--- Begin Quoted passage ---

Top Ten

July 18, 2019

Canada announces $100M for Indigenous Health research at UVic

The federal government has announced a $100M investment in Indigenous health research, which it says is the largest investment of its kind in Canada. Announced this week at the University of Victoria, the funds will come through the Canadian Institutes of Health Research over 16 years, starting this September. Canada Health Minister Ginette Petitpas Taylor says that the investment represents "reconciliation in health." The funding will help establish a national network of centres focused on research, development, and knowledge translation for Indigenous health. “This is such an amazing opportunity for communities to take leadership in the conduct of health research that ultimately will benefit them," said UVic Indigenous health researcher and professor Charlotte Loppie. CTV News (BC)

Algonquin, George Brown partner to redefine Canadian College research landscape

Algonquin College and George Brown College have established a research alliance that will “explore new ways to collaborate and redefine the Canadian College research landscape.” The two parties will explore the opportunities to share resources, develop best practices, and enhance applied research across the region. The colleges also state that they will align their centres of excellence to build on each other’s strengths and minimize competing interests. “The George Brown-Algonquin partnership will better position both of our institutions as catalysts of Canadian innovation, leading to high-quality, high-impact outcomes for industry and the communities that we serve," explained George Brown Vice President, Strategy & Innovation Rick Huijbregts. George Brown | Algonquin (ON)

Sainte-Anne's campus to be renovated, modernized with Canada, NS support

The Université Sainte-Anne's Pointe-de-l'Église campus has received a combined $1M from the Government of Nova Scotia and Government of Canada for the renovation and modernization of the Gustave-Blanche Building. The heritage building will be renovating its roof, windows, and exterior cladding, as well as modernizing parts of the building’s interior. “This funding will allow us to restore and highlight the heritage value of the Gustave-Blanche Building, an iconic building of our university,” said Sainté-Anne Rector Allister Surette. “It will meet our needs for many years to come and help us maintain our presence in the community—a key priority of Université Sainte-Anne’s strategic plan.” Canada (NS)

Arrests, damage at URegina residence stem from stressful conditions experienced by evacuees

Four people have been arrested in connection with incidents at the University of Regina, where some of the 420 evacuees from the Pikangikum First Nation have been housed during fire activity around the remote Ojibwe community in Ontario. The fighting reportedly occurred between evacuees, who are under “significant duress” as they adjust to trying conditions. No members of the public or university community were involved. “These individuals are under a great deal of stress,” said Saskatchewan Public Safety Agenc Vice-president Duane McKay. “We have a deep appreciation for the level of effort that we’ve seen, especially from the University of Regina, who has opened the doors to these people and allowed us to assist as well." The costs associated with the damage, as well as with response and hosting, will be billed to the Government of Ontario and Government of Canada. Star Phoenix (SK)

--- End Quoted passage ---

# Exercise requirements
A) Set down everything in the university news digest from "Algonquin, George Brown" down to "Brown | Algonquin (ON)", word for word.
B) Resume the university news digest from the point where it stops.

--- Begin Records supplied ---

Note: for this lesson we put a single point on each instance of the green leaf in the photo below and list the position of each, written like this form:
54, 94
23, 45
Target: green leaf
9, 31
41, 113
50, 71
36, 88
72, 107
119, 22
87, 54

--- End Records supplied ---

# Task-by-task results
A)
Algonquin, George Brown partner to redefine Canadian College research landscape

Algonquin College and George Brown College have established a research alliance that will “explore new ways to collaborate and redefine the Canadian College research landscape.” The two parties will explore the opportunities to share resources, develop best practices, and enhance applied research across the region. The colleges also state that they will align their centres of excellence to build on each other’s strengths and minimize competing interests. “The George Brown-Algonquin partnership will better position both of our institutions as catalysts of Canadian innovation, leading to high-quality, high-impact outcomes for industry and the communities that we serve," explained George Brown Vice President, Strategy & Innovation Rick Huijbregts. George Brown | Algonquin (ON)

B)
Loyalist receives Approved (Category 1) status for practical nursing program

Loyalist College's Practical Nursing program has received an Approved (Category 1) Status from the College of Nurses of Ontario, the province’s regulating body for registered nurses, registered practical nurses, and nurse practitioners. This status is the highest rating conferred by CNO. This marks the third consecutive five-year term that the program has received this recognition. “Significant effort and dedication go into achieving CNO’s Approved (Category 1) status,” said Loyalist President Ann Marie Vaughan. “The College community is proud of the commitment to excellence Practical Nursing faculty and staff exhibit. They go above and beyond to deliver an exceptional educational experience.” Loyalist (ON)

Okanagan to expand high school technology training program after successful pilot

Okanagan College has announced a new technology training program that will help high school students shape their careers. The Gateway to Technology program helps students to gain an enhanced understanding of how various technology functions, from hardware to programming. “We have had a wide range of students in the program and the common theme throughout is their enthusiasm for technology,” says Trevor Knowlton, Career and Apprentice Coordinator for SD67. “Showing them the many different career opportunities that are available to them with these skills has been a huge success.” The program was piloted with thirteen students from School District 67, and will be expanded to SD 23, SD 53, and SD 83 in February 2020. Okanagan (BC)

Academics cutting back on air travel to reduce carbon emissions

Some Canadian academics are deciding to limit their air travel due to concerns about its environmental impact, reports CBC. Research at the University of British Columbia, for example, has recently shown that emissions from employees’ air travel are nearly as high as those from heating the UBC campus. The article notes that many people from around the world have signed a petition asking universities to reduce the amount of flying their employees do for work, citing flying as a contributor to global climate change. "I don't feel like this has been any kind of sacrifice," says Brett Eaton, associate dean of research and graduate studies in UBC's Faculty of Arts. CBC (National)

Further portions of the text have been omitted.